→ **Set tasks**
a: Say whether each statement agrees with the SupaTrak mount text, answering yes or no and quoting the words that decide it: (i) the handset contains a pair of PIC16F78 microprocessors; (ii) the two RJ12 sockets at the front of the circuit are wired in parallel; (iii) the TTL to RS232 circuit based on a couple of transistors worked with the writer's serial ports.
b: Reproduce word for word the part of the SupaTrak mount text starting at "In actual fact, I" and ending at "the mount cover.".

How to convert the Skywatcher SupaTrak mount into a computer controlled GOTO mount
Perhaps late June was the wrong time of year to finally fulfill my boyhood dream of buying a telescope. Certainly the fact that it doesn’t get dark until 11pm isn’t a good start for observing when you get up early anyway, then the weather has hardly been helpful…
So to keep myself from getting bored through the long, light, evenings of summer I started wondering whether you could computer control the SupaTrak mount – after all, it looks just like the Celestron SLT mount and Celestron are owned by Synta *and* engineers love to re-use things that work. I found a bunch of very interesting information at Matthias Bopp’s site (here, look in the Astro Downloads section), particularly on how the Nexstar mounts worked and the handset communications protocol worked.
In actual fact, I found out that nothing is quite the same as the Nexstar mount – the pinout on the handset cable is different, the communications protocol is different and the TTL to RS232 circuit based on a couple of transistors didn’t work with any of my serial ports, but all of those problems can be overcome.
The mount contains two motor assemblies (altitude and azimuth) and a motor controller circuit board. The main ICs on the circuit board are a pair of PIC16F78 microprocessors (one controlling each axis). The black cable running out of the image on the bottom right goes to the data and power sockets on the mount cover.
The handset contains a single PIC16F73 microprocessor which monitors the button presses and sends commands to the mount.
Here’s the circuit I put together to interface from the scope handset<->mount wiring to RS232. It’s not really a neat solution to the problem as it evolved gradually as I learnt more about how the system worked. The 2 RJ12 sockets at the front are wired in parallel, so you can plug the handset into one and an RJ12-RJ12 crossover cable between the other and the mount. This setup allowed me to snoop on the handset<->mount communications, but isn’t necessary for simple computer control.

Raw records
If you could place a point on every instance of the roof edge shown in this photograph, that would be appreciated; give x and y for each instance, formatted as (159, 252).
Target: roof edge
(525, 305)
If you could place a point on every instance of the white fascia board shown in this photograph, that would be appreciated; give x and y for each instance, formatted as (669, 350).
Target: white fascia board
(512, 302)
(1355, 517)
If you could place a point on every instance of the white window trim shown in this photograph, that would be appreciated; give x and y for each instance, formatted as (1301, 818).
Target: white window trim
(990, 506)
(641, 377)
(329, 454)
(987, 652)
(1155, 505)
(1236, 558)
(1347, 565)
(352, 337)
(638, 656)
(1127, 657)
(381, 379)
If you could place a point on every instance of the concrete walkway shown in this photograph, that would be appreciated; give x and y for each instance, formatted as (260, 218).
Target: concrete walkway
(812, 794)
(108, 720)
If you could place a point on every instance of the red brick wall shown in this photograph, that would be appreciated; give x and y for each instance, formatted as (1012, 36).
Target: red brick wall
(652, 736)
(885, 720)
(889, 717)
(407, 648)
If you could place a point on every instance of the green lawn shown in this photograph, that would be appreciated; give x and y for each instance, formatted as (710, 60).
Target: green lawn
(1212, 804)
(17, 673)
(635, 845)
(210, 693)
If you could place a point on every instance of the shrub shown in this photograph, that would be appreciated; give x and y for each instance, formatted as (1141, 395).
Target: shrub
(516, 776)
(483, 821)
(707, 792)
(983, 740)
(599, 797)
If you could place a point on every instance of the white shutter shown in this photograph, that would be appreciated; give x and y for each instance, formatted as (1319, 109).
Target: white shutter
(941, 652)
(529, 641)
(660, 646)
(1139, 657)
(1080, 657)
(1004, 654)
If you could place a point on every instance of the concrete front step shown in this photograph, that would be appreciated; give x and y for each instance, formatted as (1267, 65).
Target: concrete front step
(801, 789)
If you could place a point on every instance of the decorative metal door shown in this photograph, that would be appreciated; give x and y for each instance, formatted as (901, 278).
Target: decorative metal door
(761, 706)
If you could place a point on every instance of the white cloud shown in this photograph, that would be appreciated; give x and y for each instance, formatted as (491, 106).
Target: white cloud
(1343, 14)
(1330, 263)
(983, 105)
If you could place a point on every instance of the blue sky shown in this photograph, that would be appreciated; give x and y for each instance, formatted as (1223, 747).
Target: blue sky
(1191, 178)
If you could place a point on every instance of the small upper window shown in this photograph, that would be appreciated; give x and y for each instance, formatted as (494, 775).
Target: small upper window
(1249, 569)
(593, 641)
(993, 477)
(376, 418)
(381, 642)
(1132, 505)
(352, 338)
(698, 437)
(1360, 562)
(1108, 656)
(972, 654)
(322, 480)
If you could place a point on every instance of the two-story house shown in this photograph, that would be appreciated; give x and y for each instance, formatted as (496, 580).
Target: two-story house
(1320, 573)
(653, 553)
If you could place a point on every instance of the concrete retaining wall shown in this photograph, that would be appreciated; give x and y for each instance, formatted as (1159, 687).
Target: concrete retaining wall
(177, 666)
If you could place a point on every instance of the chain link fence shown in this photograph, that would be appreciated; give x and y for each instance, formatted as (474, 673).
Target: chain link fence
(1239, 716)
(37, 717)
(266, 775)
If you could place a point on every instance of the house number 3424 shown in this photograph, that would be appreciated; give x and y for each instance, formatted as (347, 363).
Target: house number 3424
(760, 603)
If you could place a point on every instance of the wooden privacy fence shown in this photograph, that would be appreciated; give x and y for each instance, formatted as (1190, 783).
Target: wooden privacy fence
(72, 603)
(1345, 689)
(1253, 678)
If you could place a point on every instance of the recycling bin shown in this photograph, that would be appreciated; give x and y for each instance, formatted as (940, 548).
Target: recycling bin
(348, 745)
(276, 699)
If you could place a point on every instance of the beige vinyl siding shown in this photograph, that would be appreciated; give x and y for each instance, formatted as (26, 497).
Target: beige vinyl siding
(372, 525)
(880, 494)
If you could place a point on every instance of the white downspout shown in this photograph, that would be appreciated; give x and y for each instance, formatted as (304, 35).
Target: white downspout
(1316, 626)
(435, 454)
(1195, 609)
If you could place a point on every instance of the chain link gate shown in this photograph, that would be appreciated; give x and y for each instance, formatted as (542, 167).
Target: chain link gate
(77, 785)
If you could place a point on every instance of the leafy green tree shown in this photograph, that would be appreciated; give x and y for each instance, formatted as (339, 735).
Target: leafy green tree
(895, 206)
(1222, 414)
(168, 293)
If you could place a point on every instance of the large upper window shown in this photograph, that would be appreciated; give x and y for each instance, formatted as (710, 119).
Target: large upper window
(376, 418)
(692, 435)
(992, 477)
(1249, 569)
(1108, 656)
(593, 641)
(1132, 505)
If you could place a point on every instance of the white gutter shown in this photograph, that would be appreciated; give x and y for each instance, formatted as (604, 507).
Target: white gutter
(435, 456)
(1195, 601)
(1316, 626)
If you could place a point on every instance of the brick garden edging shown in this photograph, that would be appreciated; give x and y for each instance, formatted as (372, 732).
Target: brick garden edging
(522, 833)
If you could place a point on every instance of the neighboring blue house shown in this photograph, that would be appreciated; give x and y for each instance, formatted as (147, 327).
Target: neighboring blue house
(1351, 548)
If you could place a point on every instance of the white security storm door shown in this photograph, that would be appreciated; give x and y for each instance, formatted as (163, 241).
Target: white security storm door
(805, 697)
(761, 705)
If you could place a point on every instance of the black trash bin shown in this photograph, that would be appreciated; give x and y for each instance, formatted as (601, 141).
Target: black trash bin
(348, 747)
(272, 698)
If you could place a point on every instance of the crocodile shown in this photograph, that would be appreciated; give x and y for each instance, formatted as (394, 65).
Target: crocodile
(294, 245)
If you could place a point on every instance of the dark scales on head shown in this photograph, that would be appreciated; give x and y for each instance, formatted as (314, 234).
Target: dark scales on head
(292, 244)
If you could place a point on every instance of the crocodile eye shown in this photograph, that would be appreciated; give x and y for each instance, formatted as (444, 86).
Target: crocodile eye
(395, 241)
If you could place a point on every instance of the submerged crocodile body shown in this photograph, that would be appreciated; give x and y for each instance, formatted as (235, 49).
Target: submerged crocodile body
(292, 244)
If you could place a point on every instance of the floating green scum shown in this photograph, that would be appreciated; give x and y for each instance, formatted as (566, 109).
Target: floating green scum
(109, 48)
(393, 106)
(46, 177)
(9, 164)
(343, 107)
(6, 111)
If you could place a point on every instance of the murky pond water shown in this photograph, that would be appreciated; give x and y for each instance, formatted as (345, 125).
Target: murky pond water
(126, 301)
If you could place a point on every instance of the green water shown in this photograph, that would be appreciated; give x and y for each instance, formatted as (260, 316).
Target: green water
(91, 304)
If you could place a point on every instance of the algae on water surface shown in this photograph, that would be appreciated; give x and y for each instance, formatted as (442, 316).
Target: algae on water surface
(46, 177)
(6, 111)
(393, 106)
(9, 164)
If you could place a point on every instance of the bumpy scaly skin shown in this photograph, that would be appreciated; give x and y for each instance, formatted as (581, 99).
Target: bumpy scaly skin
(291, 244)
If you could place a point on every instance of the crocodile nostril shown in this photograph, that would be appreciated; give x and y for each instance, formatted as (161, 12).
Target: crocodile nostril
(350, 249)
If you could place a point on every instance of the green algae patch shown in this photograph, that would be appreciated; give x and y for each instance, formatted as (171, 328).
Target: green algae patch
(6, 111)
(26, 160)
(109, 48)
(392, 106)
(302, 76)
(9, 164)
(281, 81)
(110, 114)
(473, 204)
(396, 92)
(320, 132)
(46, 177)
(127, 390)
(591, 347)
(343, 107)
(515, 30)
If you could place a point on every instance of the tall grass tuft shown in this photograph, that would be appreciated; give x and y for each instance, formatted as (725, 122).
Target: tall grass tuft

→ **Outputs for the tasks**
a:
(i) No: "The handset contains a single PIC16F73 microprocessor"
(ii) Yes: "The 2 RJ12 sockets at the front are wired in parallel"
(iii) No: "the TTL to RS232 circuit based on a couple of transistors didn’t work with any of my serial ports"

b:
In actual fact, I found out that nothing is quite the same as the Nexstar mount – the pinout on the handset cable is different, the communications protocol is different and the TTL to RS232 circuit based on a couple of transistors didn’t work with any of my serial ports, but all of those problems can be overcome.
The mount contains two motor assemblies (altitude and azimuth) and a motor controller circuit board. The main ICs on the circuit board are a pair of PIC16F78 microprocessors (one controlling each axis). The black cable running out of the image on the bottom right goes to the data and power sockets on the mount cover.